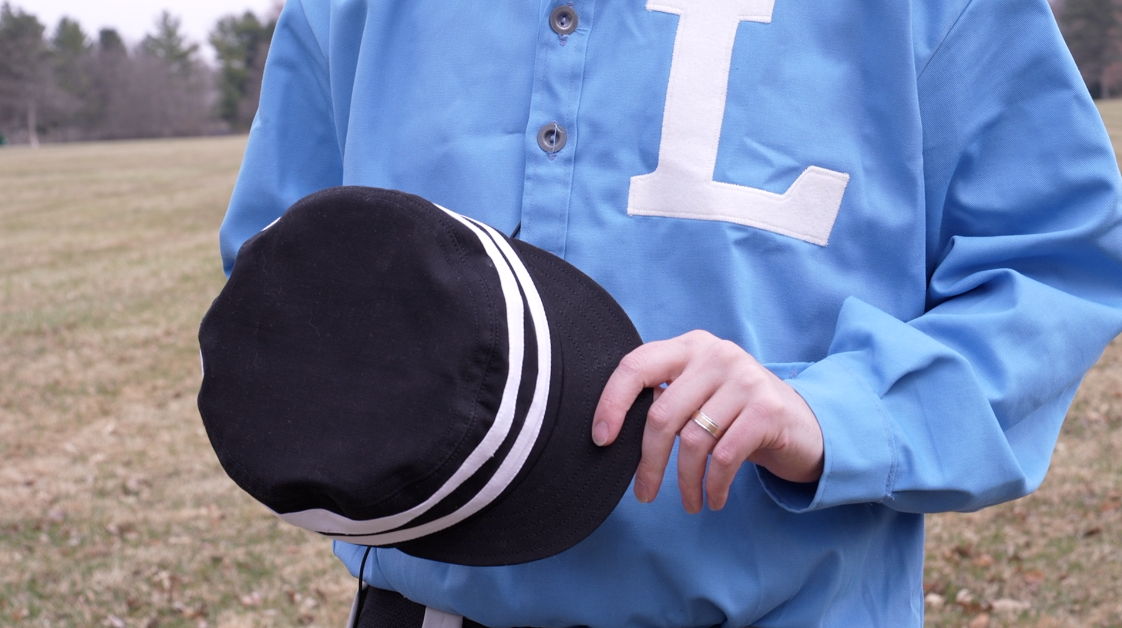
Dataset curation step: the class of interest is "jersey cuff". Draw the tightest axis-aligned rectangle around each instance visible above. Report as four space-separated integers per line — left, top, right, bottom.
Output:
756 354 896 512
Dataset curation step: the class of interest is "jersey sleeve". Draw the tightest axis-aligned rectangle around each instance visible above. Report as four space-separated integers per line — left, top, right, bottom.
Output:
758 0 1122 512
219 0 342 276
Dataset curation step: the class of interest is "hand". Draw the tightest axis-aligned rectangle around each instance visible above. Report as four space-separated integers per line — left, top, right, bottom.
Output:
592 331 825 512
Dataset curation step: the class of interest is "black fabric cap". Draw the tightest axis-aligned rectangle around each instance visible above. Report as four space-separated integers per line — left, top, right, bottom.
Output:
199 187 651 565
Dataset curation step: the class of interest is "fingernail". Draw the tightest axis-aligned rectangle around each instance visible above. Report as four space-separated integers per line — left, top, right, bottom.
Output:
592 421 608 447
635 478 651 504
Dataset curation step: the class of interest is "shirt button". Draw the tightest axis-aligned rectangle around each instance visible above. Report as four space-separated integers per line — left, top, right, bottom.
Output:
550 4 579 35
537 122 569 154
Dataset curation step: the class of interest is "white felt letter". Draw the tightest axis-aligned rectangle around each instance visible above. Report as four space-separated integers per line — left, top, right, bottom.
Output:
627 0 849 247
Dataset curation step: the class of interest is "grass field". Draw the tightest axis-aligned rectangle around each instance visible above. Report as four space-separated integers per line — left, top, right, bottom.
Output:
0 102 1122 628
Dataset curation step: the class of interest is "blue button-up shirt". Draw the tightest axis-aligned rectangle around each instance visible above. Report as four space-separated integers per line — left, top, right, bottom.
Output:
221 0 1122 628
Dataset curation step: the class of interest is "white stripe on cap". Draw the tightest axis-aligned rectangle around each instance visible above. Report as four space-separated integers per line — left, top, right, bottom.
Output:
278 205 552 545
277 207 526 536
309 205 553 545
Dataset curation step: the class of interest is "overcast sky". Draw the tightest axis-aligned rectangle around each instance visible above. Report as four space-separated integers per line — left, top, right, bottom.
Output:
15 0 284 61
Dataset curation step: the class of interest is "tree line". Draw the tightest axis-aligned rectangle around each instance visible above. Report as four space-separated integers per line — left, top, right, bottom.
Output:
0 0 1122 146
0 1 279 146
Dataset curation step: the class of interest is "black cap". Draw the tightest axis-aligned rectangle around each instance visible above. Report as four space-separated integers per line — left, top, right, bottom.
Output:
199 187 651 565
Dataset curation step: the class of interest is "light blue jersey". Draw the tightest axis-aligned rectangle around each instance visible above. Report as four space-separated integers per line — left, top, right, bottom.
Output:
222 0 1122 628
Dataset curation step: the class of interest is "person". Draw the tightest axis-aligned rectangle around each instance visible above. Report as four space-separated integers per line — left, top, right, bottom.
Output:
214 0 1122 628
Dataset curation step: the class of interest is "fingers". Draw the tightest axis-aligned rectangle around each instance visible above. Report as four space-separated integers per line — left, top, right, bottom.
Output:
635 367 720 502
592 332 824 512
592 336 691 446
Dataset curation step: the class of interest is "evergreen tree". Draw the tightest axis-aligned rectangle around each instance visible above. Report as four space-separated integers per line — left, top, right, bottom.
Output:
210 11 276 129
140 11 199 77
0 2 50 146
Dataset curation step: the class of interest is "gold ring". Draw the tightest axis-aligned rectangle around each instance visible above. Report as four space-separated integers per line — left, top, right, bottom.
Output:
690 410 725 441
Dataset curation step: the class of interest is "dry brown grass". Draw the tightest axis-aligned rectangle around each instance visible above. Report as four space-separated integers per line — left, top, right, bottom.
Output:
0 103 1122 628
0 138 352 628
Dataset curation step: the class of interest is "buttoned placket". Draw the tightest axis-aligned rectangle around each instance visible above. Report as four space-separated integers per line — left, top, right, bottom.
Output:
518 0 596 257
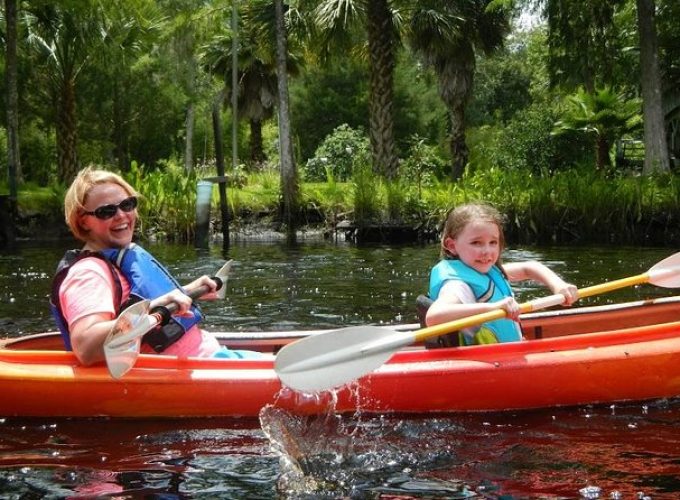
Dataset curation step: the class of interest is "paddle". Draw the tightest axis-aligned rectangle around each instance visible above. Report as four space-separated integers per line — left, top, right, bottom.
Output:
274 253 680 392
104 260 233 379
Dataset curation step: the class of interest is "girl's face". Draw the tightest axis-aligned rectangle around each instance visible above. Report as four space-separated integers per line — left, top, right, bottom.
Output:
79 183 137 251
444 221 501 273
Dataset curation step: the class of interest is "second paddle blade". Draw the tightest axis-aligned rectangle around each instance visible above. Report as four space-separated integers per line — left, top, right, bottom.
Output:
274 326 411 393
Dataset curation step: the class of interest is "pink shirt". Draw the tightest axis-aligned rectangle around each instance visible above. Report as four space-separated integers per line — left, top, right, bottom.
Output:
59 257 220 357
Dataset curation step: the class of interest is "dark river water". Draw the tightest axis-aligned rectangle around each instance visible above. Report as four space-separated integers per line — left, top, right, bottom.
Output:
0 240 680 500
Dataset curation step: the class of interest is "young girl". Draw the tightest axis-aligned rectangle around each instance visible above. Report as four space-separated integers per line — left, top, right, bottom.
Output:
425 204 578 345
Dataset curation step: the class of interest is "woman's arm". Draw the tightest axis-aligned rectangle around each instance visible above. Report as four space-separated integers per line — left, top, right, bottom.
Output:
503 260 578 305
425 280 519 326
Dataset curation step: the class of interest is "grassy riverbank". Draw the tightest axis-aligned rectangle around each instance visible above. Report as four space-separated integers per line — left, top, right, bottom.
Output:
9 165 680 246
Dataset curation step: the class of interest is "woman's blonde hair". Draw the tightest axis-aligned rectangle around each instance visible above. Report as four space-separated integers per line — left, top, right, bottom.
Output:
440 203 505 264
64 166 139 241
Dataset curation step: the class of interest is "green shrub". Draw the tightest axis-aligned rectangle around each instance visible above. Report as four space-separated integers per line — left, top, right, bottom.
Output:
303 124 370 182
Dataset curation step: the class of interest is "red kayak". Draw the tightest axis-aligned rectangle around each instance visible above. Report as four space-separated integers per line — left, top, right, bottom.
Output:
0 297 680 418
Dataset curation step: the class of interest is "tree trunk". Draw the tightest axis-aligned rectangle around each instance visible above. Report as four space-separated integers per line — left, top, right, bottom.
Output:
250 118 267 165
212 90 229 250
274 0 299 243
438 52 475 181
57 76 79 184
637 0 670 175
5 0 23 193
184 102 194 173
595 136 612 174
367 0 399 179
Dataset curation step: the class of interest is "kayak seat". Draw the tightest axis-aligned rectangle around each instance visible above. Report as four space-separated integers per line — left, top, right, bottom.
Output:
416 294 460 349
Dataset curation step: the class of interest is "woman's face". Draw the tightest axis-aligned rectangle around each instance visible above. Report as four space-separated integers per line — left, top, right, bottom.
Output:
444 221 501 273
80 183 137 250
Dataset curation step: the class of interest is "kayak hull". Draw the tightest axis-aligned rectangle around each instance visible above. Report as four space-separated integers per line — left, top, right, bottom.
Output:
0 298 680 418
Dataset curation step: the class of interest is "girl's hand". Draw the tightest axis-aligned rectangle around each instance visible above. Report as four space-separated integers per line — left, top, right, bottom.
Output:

-- -- --

**Description of the task**.
Pictures don't belong in the copy. Transcribe every record exactly as it appears.

**In response**.
Dataset curation step: the class of interest is "jersey cuff". Draw the tightest axis-aligned rectangle around each instance visible above. Report as four space-separated integers per line — left, top, right, bottom.
Output:
756 354 896 512
Dataset curation step: the class of interest is "jersey sleeve". Draw the tightest axis-aligned rectangle around each instance visible above. Report as four space-separated integers per line — left, top, right, bottom.
Output:
758 0 1122 512
219 0 342 276
Dataset curation step: the class of interest is "hand". Draw the tightest axis-aligned rectangle around each instance visible above. Report as four space-separated integers per line — left, top, right, bottom.
Output:
592 331 825 512
Dataset curation step: the class of interest is "black fabric cap". Draw the tightest axis-aligned rectangle around each instance visible above. Report as four space-separated integers per line — left, top, right, bottom.
Output:
199 187 651 565
Dataset curation step: the class of interest is "fingernail". Draw the tightest axis-aligned rectangle around each instance visible above. Report as four space-separated integers per line — left, top, right, bottom.
Output:
592 421 608 447
635 478 651 504
Dataset curation step: the class of interest is "shirt button". Draw the tightest axis-aligned rectangle around each instance visible above. Report as four space-separated integers per line — left, top, right, bottom.
Output:
550 4 579 35
537 122 569 154
Dataset curation step: the class of interest is "white felt letter". Draw the tightest axis-aligned rectangle around each instance visible above. Report as four space-separated integers per line — left, top, right, bottom.
Output:
627 0 849 247
Dataset curation step: the class of interest is "grass field". Draw the tightest axis-aligned rectangle around each instance visible above. Report as four space-separated integers per line — left, top, right, bottom.
Output:
0 102 1122 628
Dataset curation step: the class of interest is "blue button-up shirt". Draw the tightest axis-aligned rectangle around each instance visible above. Report as four space-separated integers per line — left, top, right, bottom.
Output:
221 0 1122 628
Dataset curation step: the class of interest is "white stripe on cap". Draw the tightest axis-aligned rectangle around each instance visible above. Report as four space-separated integers per line — left, top, right, bottom.
Output:
278 205 552 545
277 207 526 536
309 205 553 545
Dataset curation step: the class of interest is "overcast sky". Draw the tightest axis-aligned rectangle around each instance visible above. Report as four space-separated integers per line — left, top, right, bottom.
Output:
15 0 284 61
Dataset curation step: the class of interest is "tree line". Draw the tightest axis-aligned rectangle around each instance visible above. Report as four space-separated integers per line — left, top, right, bottom.
Output:
0 0 1122 146
0 1 279 146
Dataset curation step: the class of interest is "black cap". Draw the tightest axis-aligned rectangle around each instance visible above. Report as four space-separated integers per line — left, top, right, bottom.
Output:
199 187 651 565
Dataset curation step: the class of interest is "light blue jersey". Draw the tightest axis-aligned rectangle around each instance visible above. Report as four space-separated integers per line — left, top, right, bottom.
Output:
222 0 1122 628
Dataset curation step: the class of interest is "person". Draw the tightest axis-aligned rectangle around each instance visible above. Report as four space-separated integers per line — left, top, right, bottom.
Output:
214 0 1122 628
Dataset curation step: the class of interest is "fingers". Draw the tightest axis-aligned rectangle around each instance visible above. Report as four space-separated integers per line — left, top, right, bottom.
Output:
635 367 720 502
592 332 824 512
592 336 691 446
Dataset curation step: the class of interest is "evergreen tree". Draw the tightest axis-aligned rectangle around each instance visible above. Report as four space-separated integers per line — left, top, right, bottom.
Output:
210 11 276 129
140 11 199 77
0 2 50 146
Dataset curation step: the class of interest is "gold ring". Draw the tightest axis-aligned rectangle around each instance visible above. Report as four space-separated integers per line — left, top, right, bottom.
Output:
690 410 725 441
Dataset curation step: the class of interest is "dry brown grass". Draw the tightest axis-aligned rectangle around each instance visible above. Report as four space-separated integers per line — left, top, right, bottom.
Output:
0 103 1122 628
0 138 352 628
Dataset curation step: the class of interest is "buttoned placket". Draw the tightest axis-aligned rectangle around each instance visible above. Report as four space-separated integers per line — left, top, right, bottom.
Output:
518 0 596 257
Dataset curation step: the class of interest is "paddle". Draw the tightest axis-aligned rectangle around each instance visible above. Report as four space-separated integers per line — left, top, right, bottom.
Output:
274 253 680 392
104 260 233 379
Dataset curation step: the class of interest is "girl's face". Draw the tightest axis-aligned rectangle around each instance visible above. Report as four space-separated integers per line — left, top, right, bottom.
Output:
79 183 137 251
444 221 501 273
Dataset curation step: the class of interest is "second paddle blade". Draw the tightest axis-aligned rectangle around each instance visible above. Report as four space-separated integers per line — left, top, right, bottom.
Output:
274 326 411 393
Dataset curation step: the class of interest is "pink shirt". Draw the tightest axis-aligned rectangle around each instance visible above. Report as four space-separated integers per line — left, top, right, bottom.
Output:
59 257 220 357
Dataset curation step: the class of interest is "dark river water". Draw the tightest axis-aligned rectangle around each instance visible above. Report as four space-separated integers per line — left, top, right, bottom.
Output:
0 240 680 500
Dataset curation step: the class of interest is "young girl". Draw the tightest axis-aligned rectangle around each instance visible above. Report as four space-separated integers per line — left, top, right, bottom.
Output:
425 204 578 345
Dataset curation step: the class of interest is "woman's arm". Draw the tightest axis-aligned rectangle around each instance visible above. Report as four space-separated integers per line — left, top, right, bottom.
Output:
503 260 578 305
425 280 519 326
Dataset curation step: the class of interest is "grassy riverbank". Draw the tightest axis-aligned rectangle around each instance visible above. Report as four space-separated integers per line — left, top, right, bottom.
Output:
9 165 680 246
Dataset curation step: the class of interest is "woman's blonde hair". Draw the tightest axis-aligned rectangle around each instance visible above. Report as four space-separated integers per line — left, top, right, bottom.
Output:
440 203 505 264
64 166 139 241
Dataset curation step: the class of interest is "green shrub". Draw the tightest axis-aligned rectangle around each instance visible above. Report as four space-separated integers per line — left, top, right, bottom.
Output:
303 124 370 182
Dataset curation step: the class of interest is "red kayak". Draw the tightest axis-aligned rectangle around each instance visible above. Report as four space-separated integers per line — left, top, right, bottom.
Output:
0 297 680 418
Dataset curation step: the class of interest is "tree trunk". Draw the tightest axis-aligned rectangle around each instance visible above. Report as four space-separated integers per line — left, top, right, bottom.
Output:
250 118 267 165
212 90 229 250
274 0 299 243
438 52 475 181
57 76 79 184
637 0 670 175
5 0 23 193
184 102 194 173
595 136 612 174
367 0 399 179
Dataset curation step: the class of interest is "kayak seat". Draw the tightest axis-aligned rectangle around each instance visible above. Report as four space-separated integers per line — left, top, right, bottom.
Output:
416 294 460 349
Dataset curation step: the class of interest is "woman's face". Draw the tightest axis-aligned rectangle around each instance visible above. Report as four space-separated integers per line — left, top, right, bottom.
Output:
444 221 501 273
80 183 137 250
Dataset curation step: the class of interest is "kayak hull". Draw the tightest axis-aligned rectangle around each instance visible above. Report as four space-separated integers per line — left, top, right, bottom.
Output:
0 298 680 418
Dataset curation step: the class of interest is "girl's hand". Draw the tightest axis-aligned rectangle around each instance visible above. Report as four space-separated integers per line — left, top, right, bottom.
Output:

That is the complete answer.